┌─ Seite

Bei den Koalitionsverhandlungen zeigt sich: Es gibt noch eine konservative Partei. Die SPD. Sie fügt sich deprimiert ins selbst gemachte Schicksal.

Wird schon schiefgehen: SPD-Kanzlerkandidaten 1966 und 2013. Bild: reuters

E s gibt noch eine konservative Volkspartei in Deutschland. Eine Partei, deren Mentalität sich seit fünf Jahrzehnten kaum verändert hat. Eine Heimat für Menschen, die sich nach Traditionen und Beständigkeit sehnen. Ein Refugium für wahre Konservative. Man muss sie einfach mögen, diese SPD.

„Politischer Wagemut, das zeigte sich in den letzten Wochen, ist nicht die hervorstechendste Eigenschaft der Sozialdemokraten.“ So urteilte der Hauptstadt-Korrespondent der Zeit, Rolf Zundel, anlässlich der Koalitionsverhandlungen zwischen Union und SPD. Also: denen im Jahr 1966.

└─

Zu erledigende Aufgaben:
- a) Zähle aus dem Text über die SPD alle Umschreibungen der Partei auf, die im Absatz vor dem Satz „Man muss sie einfach mögen, diese SPD.“ stehen.
- b) Wer fällte laut dem Text über die SPD das Urteil, politischer Wagemut sei nicht die hervorstechendste Eigenschaft der Sozialdemokraten?
Die Zeilen werden für die Bearbeitung nicht gebraucht.

┌─ Vorliegende Angaben

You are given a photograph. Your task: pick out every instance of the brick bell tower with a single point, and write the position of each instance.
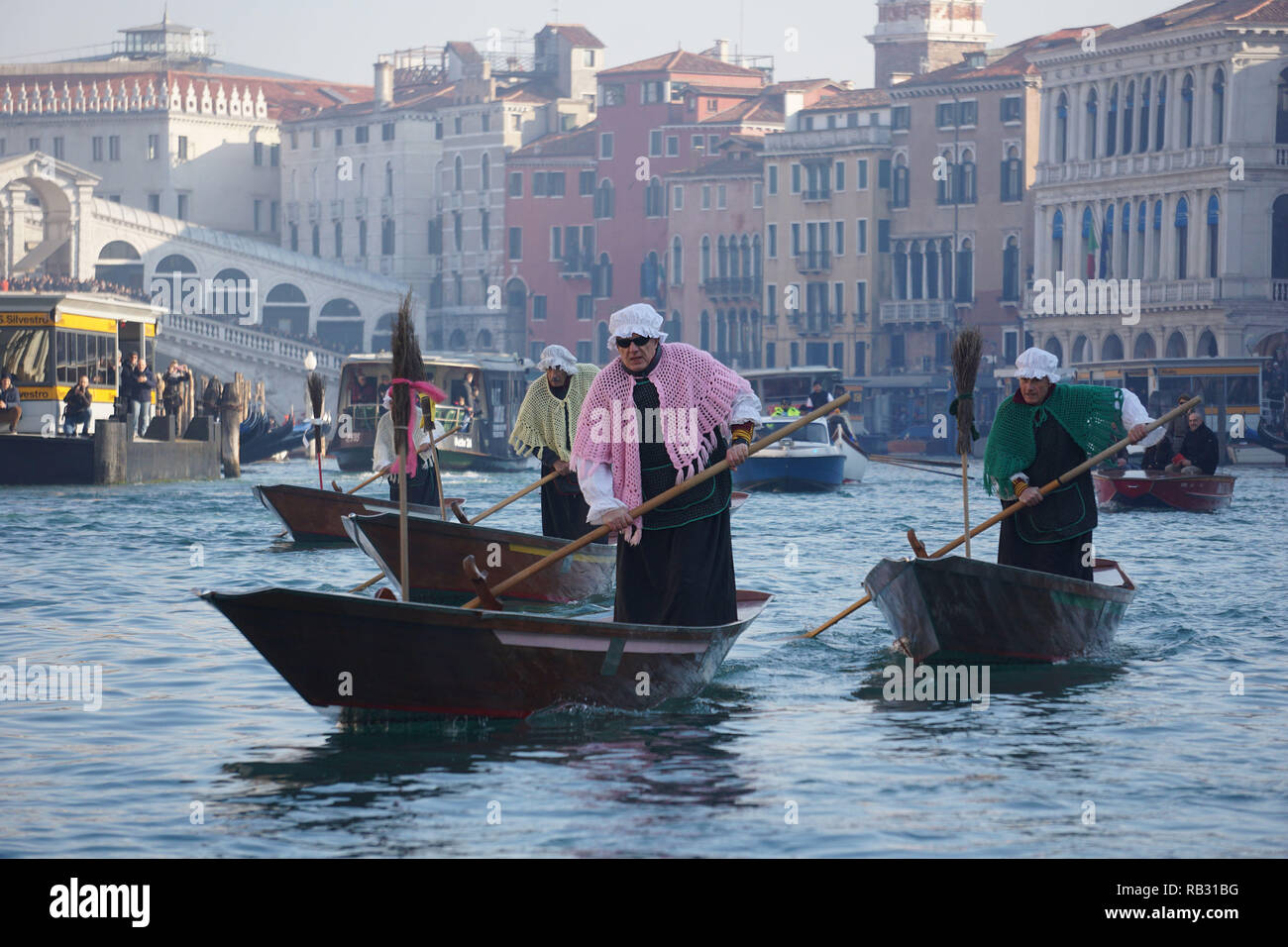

└─

Antworten je Aufgabe:
- a)
- eine konservative Volkspartei in Deutschland
- eine Partei, deren Mentalität sich seit fünf Jahrzehnten kaum verändert hat
- eine Heimat für Menschen, die sich nach Traditionen und Beständigkeit sehnen
- ein Refugium für wahre Konservative

- b) Rolf Zundel, der Hauptstadt-Korrespondent der Zeit.